►
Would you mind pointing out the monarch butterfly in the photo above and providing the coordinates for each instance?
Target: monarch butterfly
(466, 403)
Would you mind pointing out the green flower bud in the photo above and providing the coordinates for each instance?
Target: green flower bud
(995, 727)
◄
Copy the data above line for line, with no changes.

Would you mind pointing out the monarch butterfly in the photo above and providing the coordinates for each instance?
Target: monarch butterfly
(466, 403)
Would you mind pointing out the green flower bud in the photo above and providing the coordinates for each instance?
Target: green flower bud
(995, 727)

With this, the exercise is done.